╔══

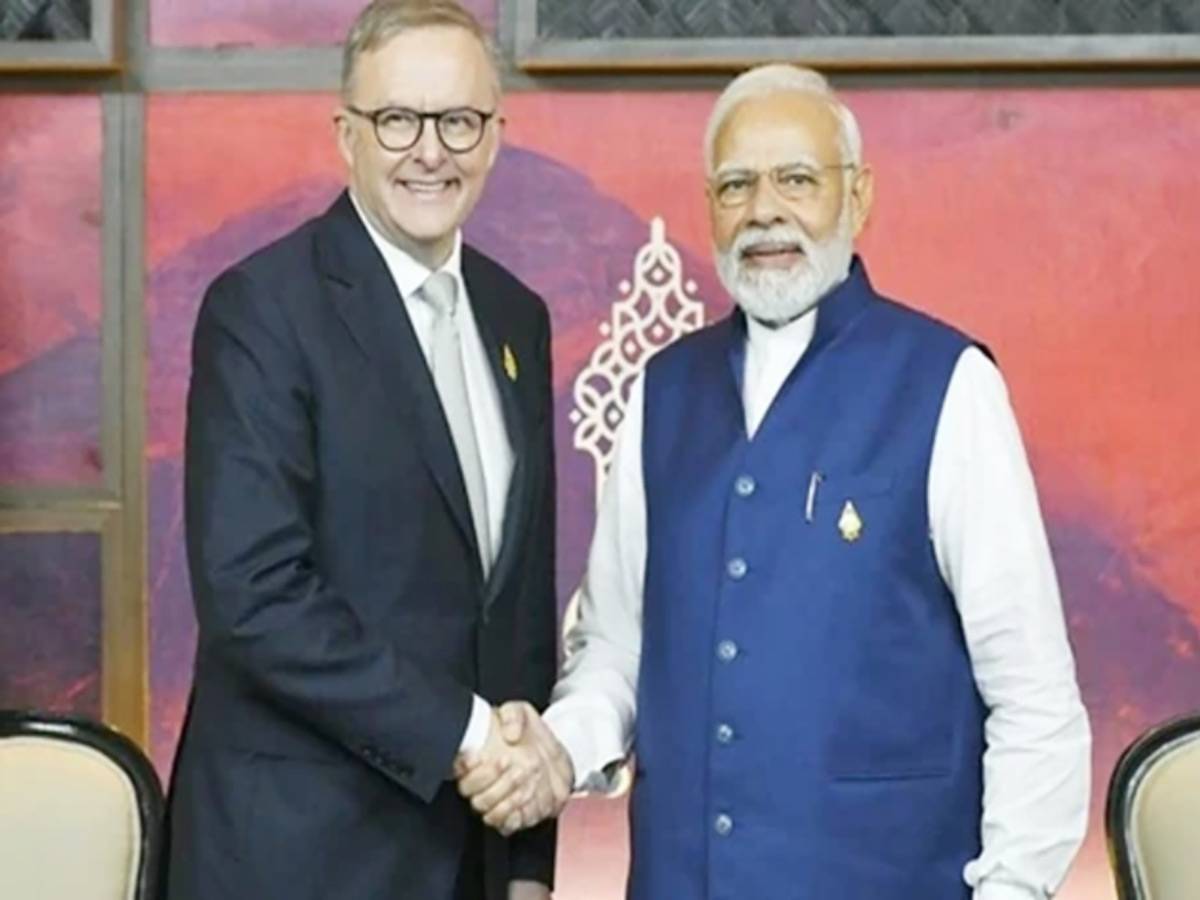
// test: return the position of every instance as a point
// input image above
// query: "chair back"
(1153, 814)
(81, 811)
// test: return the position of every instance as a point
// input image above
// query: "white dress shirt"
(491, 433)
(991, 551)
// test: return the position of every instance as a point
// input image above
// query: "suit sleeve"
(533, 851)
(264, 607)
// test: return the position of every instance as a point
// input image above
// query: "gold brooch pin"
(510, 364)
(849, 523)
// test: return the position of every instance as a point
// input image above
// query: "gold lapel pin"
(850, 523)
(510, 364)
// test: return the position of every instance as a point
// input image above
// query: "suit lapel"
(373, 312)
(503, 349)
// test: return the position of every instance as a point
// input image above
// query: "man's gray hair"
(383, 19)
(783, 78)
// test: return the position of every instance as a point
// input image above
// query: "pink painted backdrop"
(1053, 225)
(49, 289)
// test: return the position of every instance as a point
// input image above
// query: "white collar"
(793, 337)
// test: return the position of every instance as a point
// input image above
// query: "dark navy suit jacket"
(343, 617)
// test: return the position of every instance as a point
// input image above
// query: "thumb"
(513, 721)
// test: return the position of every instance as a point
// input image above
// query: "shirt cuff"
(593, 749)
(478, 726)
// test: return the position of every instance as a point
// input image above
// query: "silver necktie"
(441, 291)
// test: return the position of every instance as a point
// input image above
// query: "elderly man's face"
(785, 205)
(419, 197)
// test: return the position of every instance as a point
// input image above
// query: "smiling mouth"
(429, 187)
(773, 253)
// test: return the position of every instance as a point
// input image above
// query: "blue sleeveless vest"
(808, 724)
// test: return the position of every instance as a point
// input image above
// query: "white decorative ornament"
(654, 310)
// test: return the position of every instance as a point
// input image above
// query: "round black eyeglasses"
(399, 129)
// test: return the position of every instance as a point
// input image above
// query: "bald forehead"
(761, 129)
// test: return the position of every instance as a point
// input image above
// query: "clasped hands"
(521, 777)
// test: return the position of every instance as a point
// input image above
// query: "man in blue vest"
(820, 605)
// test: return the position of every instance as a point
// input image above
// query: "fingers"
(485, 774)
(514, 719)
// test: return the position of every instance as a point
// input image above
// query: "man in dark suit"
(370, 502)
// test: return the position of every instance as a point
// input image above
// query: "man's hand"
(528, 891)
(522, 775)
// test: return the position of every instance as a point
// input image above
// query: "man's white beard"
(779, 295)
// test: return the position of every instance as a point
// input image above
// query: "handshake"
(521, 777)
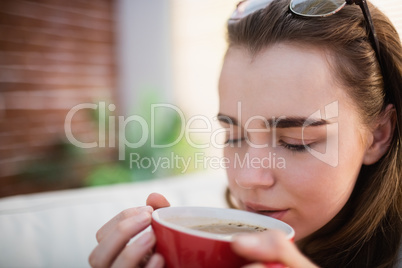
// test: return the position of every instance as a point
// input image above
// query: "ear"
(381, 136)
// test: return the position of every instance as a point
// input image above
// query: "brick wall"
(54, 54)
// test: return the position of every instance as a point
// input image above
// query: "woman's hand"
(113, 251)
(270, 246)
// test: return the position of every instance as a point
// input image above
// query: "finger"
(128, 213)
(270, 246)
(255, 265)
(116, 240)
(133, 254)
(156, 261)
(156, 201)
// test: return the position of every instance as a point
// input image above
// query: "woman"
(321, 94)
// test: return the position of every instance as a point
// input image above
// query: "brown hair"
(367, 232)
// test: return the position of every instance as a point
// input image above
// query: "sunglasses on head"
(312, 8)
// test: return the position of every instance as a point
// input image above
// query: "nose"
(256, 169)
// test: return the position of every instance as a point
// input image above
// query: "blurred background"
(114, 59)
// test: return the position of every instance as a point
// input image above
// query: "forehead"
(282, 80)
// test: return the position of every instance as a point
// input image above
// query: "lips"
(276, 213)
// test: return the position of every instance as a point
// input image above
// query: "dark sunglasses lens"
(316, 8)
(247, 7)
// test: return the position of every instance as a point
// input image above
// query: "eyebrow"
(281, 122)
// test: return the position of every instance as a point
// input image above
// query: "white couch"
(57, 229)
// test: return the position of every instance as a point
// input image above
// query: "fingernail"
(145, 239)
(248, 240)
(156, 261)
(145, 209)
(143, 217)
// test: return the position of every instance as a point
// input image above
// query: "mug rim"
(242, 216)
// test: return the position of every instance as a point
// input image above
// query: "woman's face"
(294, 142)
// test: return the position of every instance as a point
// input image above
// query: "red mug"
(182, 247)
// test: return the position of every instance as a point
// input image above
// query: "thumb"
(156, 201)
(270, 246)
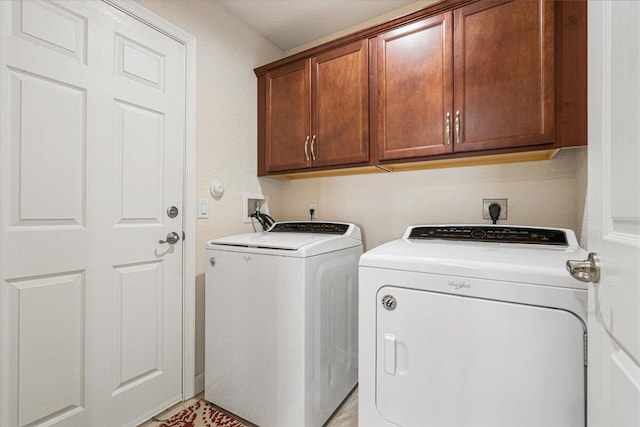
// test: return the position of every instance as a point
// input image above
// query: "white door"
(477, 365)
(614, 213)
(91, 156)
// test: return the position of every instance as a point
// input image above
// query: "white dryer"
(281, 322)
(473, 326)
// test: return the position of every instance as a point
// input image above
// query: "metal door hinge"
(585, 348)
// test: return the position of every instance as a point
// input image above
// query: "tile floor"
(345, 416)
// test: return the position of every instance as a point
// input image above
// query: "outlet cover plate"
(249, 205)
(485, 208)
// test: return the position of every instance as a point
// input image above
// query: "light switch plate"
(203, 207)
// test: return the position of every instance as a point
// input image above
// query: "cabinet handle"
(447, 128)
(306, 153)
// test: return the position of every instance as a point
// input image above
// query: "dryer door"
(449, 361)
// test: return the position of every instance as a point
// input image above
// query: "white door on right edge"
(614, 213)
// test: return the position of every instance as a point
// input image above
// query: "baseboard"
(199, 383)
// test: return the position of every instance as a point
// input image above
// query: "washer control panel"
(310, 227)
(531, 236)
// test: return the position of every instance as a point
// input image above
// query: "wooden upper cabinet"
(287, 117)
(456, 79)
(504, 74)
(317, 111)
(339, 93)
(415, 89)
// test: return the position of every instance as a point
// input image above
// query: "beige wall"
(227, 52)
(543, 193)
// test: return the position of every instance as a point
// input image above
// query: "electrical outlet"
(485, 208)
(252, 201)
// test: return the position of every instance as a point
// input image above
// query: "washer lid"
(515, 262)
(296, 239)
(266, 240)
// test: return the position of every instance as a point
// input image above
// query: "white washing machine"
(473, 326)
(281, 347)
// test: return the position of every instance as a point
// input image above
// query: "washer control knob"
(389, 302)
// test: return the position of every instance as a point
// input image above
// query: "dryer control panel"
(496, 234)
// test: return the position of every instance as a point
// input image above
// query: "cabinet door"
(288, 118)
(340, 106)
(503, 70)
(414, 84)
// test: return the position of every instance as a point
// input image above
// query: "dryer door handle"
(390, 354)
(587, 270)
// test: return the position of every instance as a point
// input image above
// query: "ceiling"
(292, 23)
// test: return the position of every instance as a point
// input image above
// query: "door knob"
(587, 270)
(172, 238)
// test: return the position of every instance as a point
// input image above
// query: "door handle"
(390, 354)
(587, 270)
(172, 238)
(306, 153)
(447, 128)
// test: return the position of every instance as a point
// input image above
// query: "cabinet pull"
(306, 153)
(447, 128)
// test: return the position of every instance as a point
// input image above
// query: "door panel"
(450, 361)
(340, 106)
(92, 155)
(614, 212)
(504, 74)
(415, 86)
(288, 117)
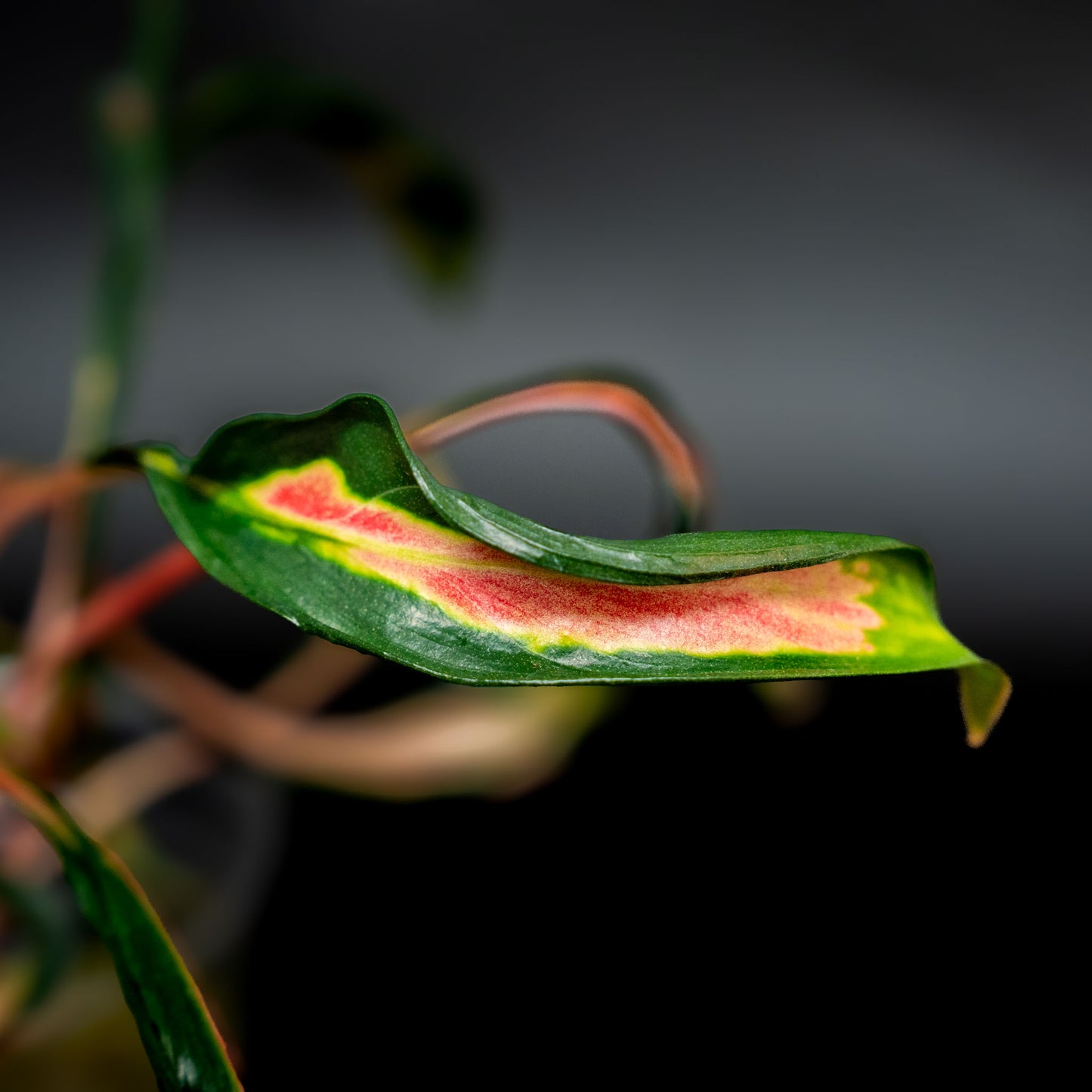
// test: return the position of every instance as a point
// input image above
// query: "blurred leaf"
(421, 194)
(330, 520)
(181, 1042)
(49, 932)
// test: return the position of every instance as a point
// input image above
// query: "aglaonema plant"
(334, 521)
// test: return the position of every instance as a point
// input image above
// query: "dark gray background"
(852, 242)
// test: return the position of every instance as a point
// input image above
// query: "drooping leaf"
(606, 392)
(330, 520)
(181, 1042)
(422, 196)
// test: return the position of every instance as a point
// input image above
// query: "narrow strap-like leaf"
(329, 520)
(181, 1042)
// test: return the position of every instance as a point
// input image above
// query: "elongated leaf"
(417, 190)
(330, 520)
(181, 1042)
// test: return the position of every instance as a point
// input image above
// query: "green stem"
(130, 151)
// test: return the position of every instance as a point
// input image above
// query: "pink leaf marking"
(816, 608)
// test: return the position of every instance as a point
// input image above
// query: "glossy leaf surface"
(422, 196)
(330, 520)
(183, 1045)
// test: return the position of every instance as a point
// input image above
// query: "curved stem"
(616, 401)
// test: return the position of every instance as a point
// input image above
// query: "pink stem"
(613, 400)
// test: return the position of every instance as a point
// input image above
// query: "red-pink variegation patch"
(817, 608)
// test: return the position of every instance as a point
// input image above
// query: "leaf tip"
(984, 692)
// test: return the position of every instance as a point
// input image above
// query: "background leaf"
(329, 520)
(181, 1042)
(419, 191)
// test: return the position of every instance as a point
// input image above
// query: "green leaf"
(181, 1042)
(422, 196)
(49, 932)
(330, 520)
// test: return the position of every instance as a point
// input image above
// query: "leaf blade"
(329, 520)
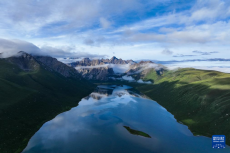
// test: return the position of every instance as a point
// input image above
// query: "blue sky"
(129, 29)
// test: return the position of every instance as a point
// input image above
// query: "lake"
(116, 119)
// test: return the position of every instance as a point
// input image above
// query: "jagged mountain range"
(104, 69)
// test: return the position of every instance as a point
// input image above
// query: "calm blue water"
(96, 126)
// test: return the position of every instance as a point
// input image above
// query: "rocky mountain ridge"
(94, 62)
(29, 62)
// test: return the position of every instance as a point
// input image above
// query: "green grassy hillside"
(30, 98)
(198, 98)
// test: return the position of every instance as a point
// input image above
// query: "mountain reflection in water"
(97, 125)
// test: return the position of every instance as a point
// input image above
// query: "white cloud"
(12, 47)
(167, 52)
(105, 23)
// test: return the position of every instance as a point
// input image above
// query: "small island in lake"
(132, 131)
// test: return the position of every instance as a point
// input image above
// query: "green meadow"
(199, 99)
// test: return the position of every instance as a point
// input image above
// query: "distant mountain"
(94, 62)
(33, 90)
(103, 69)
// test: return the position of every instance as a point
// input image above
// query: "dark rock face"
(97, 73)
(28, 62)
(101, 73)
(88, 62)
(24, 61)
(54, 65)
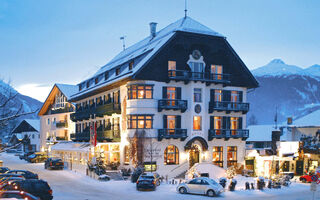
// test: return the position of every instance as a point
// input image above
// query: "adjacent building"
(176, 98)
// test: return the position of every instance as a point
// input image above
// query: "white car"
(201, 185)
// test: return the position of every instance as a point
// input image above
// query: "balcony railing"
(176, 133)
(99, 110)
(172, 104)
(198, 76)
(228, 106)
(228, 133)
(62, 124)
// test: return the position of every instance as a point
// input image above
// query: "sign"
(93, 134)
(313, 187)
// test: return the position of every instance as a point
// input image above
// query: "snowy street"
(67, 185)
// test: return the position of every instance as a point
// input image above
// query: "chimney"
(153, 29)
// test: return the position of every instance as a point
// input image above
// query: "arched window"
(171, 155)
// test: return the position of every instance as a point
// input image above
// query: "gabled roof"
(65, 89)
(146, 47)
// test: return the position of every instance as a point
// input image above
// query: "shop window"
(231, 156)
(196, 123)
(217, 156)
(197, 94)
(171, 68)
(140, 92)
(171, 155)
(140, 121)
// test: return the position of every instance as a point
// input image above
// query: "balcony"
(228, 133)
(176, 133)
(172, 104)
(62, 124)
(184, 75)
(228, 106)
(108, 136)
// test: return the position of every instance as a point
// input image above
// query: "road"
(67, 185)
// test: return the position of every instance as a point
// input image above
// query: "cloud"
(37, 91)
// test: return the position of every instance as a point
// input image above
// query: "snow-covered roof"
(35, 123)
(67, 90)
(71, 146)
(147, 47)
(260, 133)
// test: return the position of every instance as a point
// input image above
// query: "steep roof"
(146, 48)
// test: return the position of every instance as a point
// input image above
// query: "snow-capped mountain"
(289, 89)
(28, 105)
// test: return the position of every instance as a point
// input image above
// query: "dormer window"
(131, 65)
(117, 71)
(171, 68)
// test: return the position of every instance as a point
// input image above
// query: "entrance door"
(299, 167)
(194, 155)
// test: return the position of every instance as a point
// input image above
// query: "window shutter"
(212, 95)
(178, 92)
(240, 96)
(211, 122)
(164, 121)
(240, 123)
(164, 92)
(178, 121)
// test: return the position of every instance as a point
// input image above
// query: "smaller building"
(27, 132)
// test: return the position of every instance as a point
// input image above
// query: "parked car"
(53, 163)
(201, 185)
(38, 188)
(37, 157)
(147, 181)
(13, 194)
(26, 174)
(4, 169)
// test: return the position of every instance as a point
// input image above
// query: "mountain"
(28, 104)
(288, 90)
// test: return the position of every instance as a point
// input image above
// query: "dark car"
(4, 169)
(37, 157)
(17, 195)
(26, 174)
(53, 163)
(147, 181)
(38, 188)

╚══

■ PROBLEM STATEMENT ■
Show each line of the data above that contains the word "lapel".

■ FINAL RESULT ■
// query: "gold lapel pin"
// query: "suit lapel"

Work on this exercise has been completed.